Exercise description - Reproduce each line exactly.

Records provided -

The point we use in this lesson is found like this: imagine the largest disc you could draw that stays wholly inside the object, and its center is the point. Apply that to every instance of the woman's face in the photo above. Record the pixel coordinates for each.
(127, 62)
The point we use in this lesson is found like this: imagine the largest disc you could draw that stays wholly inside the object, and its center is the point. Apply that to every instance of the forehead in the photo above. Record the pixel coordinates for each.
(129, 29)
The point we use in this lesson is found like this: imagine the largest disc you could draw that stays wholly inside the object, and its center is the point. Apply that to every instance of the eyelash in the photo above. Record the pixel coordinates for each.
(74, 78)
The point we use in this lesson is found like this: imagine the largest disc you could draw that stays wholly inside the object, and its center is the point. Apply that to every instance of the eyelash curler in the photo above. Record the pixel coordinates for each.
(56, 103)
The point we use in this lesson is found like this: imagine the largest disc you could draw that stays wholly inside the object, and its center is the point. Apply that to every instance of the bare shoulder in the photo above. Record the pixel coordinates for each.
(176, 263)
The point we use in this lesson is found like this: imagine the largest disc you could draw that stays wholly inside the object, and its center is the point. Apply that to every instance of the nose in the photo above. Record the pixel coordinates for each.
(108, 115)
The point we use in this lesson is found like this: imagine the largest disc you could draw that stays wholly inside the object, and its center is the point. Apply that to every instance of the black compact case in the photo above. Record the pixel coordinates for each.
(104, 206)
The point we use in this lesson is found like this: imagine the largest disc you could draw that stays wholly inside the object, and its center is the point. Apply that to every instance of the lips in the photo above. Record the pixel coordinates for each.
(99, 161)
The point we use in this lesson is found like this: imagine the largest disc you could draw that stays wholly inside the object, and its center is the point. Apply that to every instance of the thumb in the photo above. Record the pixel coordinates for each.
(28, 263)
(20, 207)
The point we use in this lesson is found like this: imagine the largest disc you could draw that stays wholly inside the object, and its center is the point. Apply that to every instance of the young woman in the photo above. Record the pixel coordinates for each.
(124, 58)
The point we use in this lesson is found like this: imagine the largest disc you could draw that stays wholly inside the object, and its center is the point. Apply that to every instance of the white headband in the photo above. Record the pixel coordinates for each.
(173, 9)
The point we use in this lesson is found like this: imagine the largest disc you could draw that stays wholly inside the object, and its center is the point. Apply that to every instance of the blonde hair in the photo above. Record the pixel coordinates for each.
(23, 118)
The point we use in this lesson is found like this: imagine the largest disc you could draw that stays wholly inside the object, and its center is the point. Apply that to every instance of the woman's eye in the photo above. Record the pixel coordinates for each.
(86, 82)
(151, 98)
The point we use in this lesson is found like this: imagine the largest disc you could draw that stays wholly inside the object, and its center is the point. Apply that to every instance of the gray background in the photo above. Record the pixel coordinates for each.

Correct output -
The point we use in this lesson is found like this: imagine the largest disc you could draw that stays wholly inside the object, and its center is the point. Apply that to every instance of the woman's face in the photo above. Record the pixel coordinates for each.
(127, 62)
The point we use in this lesson is found like this: imagine the largest disc you could draw that stays wholly inside the object, and its center is the point. Apply that to every instance of the forehead in the photo above. Record the pixel coordinates for each.
(129, 29)
The point we use in this lesson is found like this: imagine the largest disc you could draw that stays wholly inside the object, and its center is the point. Apply that to every instance of the eyelash in the photo above. Record the pixel coordinates for each.
(74, 78)
The point we use in this lesson is found like this: imagine the largest disc you could draw that stays wholly inside the object, and its center is the point. Apply that to every instance of the eyelash curler in the photo above. Record the pixel coordinates for each.
(56, 103)
The point we use in this lesson is found like this: imagine the largest disc you could draw that stays wholly inside the object, and its center is the point. Apply that to every instance of the bare shoulder in the photo above. Record the pixel coordinates for each.
(176, 263)
The point we use in this lesson is found like this: imagine the largest disc you could draw that stays wholly inside the object, and its center is the point. Apply that to every instance of the nose in the photo above. Record the pixel coordinates for each.
(108, 115)
The point we use in this lesson is found like this: imagine the largest disc you could draw that stays wholly inside the object, and its center is the point. Apply that to every instance of the black compact case in the photo above. Record the pixel coordinates for each.
(104, 206)
The point we use in this lesson is found like this: imagine the largest disc you could draw that stays wholly inside the object, and its center is the point. Apply that to every instance of the lips in the photo above. Record the pixel coordinates for each.
(99, 161)
The point we use in this lesson is found like this: imagine the largest disc you could draw that stays wholly inside the object, and its center is the point. Apply that to every instance of the thumb in the photo above. Record the pixel coordinates for each.
(28, 263)
(20, 207)
The point we use in this lesson is found like this: imagine the largest disc you could draw that stays wholly inside the object, and its center is the point. Apply that to every instance of the young woman in the photo above. Record the pixel coordinates for each.
(124, 58)
The point we use in this lesson is found like this: imagine the largest disc you could draw that stays wholly inside the object, and its center is the point. Apply that to every instance of the white headband in the photo above. Record the pixel coordinates for each.
(173, 9)
The point we use in this lesson is found like this: imagine the largest disc you could draw that stays wholly inside the object, and its center is the point. Apply that to every instance of the blonde hair in the photo above. Record the pixel coordinates for each.
(23, 118)
The point we use in this lesson is found like this: imagine the largest disc you could draw that stays wholly inside the object, and its center is the point. Apply that to every instance of the woman's eye in the photo above. Record the pixel coordinates for each.
(86, 82)
(151, 98)
The point we use in this lesson is found like this: imagine the largest disc you could draw that stays wholly inside the object, and its center is the point. Apply that to every instance of the gray background in the photo above. Record the pixel coordinates for each.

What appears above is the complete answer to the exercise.